**Extract to read**
__________________________________________________

And thanks in advance. 

P083B-LC pressure switch rationality This is a pressure switch for the transmission, Which you have 3. If one of the pressure switch is open or closed at the wrong time when in park or neutral,The transmission goes into limp mode , this is where you have limited gear operation,This problem code is related to a fault in the Transmission solenoid or TRS assembly

Read more: https://www.autocodes.com/qa/20523/w...-dodge-caravan

P0706 code is a generic powertrain code related to the transmission. This code is non-emission related. The transmission range sensor circuit is not communicating correct data to the engine control module (ECM). This code only applies to vehicles with an automatic transmission.


----------



## pmassey31545 (Sep 13, 2016)

I seem to have the p0706 code taken care of as it hasn't returned since I adjusted the range sensor manually and refilled with good fluid and a new filter. I still had the P083B code so I ordered a pressure switch. Put it in today and filled it with fluid again. Put it back together and took it for a spin. Still won't shift like it should-never out of second gear (maybe 3rd???). Anyway, just asking for an opinion or 2 before it goes to the dealer next week. 

HELP????


----------



## Zambee500 (Jun 23, 2011)

Can't help with any insight, but I personally wouldn't bother with a VW dealership for this unless absolute last option. Dollars to doughnuts they will say the transmission must be replaced. Do you have a Dodge or Chrysler dealership closer? I don't think they are supposed to work on Routans, likely due to Chryco/VW contract for the Routan, but that's just a guess. Some here have had luck with Dodge/Chrysler dealerships working on their Rout. You could try pleading that there are no VW dealerships nearby.

Or a good transmission shop?


----------



## pmassey31545 (Sep 13, 2016)

Zambee500 said:


> Can't help with any insight, but I personally wouldn't bother with a VW dealership for this unless absolute last option. Dollars to doughnuts they will say the transmission must be replaced. Do you have a Dodge or Chrysler dealership closer? I don't think they are supposed to work on Routans, likely due to Chryco/VW contract for the Routan, but that's just a guess. Some here have had luck with Dodge/Chrysler dealerships working on their Rout. You could try pleading that there are no VW dealerships nearby.
> 
> Or a good transmission shop?


Thanks for the reply. It's difficult to get one here. The Routan mustn't be very popular.

Nearest dealership of any kind is an hour away and I'd have to haul it. Problem I have with Chrysler dealers is-like you said-they don't want to touch it. I am leaning toward a VW in hopes they can pinpoint the exact issue. I'm still thinking electrical or bad ECM. 

Trans shop...not in my town. There's a few 30 minutes away. But as you said...my guess is they just say it needs a new trans. And I KNOW that isn't the issue.


----------

__________________________________________________

**Data supplied**
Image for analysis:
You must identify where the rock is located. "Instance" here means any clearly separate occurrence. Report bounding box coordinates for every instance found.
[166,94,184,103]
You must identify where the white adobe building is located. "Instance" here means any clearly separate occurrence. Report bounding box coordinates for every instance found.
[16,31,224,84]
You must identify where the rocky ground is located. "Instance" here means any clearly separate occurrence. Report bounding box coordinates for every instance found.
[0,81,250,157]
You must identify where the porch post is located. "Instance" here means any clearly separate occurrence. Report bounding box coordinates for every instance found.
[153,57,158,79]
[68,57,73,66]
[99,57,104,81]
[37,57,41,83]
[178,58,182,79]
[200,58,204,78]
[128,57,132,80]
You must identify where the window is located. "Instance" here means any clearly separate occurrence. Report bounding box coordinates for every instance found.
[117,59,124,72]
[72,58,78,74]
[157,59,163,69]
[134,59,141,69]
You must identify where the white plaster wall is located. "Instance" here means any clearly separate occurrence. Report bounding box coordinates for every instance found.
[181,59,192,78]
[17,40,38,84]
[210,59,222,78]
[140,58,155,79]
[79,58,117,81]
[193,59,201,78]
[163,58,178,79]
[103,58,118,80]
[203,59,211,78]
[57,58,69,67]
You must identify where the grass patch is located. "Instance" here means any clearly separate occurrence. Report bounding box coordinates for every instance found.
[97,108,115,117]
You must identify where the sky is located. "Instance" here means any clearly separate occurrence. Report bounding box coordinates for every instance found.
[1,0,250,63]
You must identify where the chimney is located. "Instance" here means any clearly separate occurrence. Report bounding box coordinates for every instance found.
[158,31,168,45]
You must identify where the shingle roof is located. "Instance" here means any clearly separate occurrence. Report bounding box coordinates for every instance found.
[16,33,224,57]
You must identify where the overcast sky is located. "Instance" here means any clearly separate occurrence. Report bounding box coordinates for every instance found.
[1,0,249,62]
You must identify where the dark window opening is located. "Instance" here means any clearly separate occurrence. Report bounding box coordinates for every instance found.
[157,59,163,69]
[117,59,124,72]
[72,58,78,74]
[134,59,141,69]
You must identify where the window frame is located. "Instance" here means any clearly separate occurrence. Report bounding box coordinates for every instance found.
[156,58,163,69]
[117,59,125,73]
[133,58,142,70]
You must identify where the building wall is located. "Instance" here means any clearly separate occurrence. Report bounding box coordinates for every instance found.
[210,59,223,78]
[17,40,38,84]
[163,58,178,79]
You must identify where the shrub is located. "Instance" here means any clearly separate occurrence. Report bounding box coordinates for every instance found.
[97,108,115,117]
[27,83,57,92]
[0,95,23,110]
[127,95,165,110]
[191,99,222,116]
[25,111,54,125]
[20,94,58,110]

__________________________________________________

**Your tasks**
1) In the transmission forum thread, how many pressure switches does the transmission have?
2) Condense the paragraph of the transmission forum thread that begins "I seem to have the p0706 code" into a short bulleted list, keeping its main facts.

**Answer list**
1) Three.

2)
- The P0706 code has not returned since the range sensor was adjusted manually and the fluid and filter were replaced.
- The P083B code remained, so a new pressure switch was installed and the fluid was refilled.
- On a test drive, the transmission still never shifted out of second gear (maybe third).
- Opinions are sought before the vehicle goes to the dealer next week.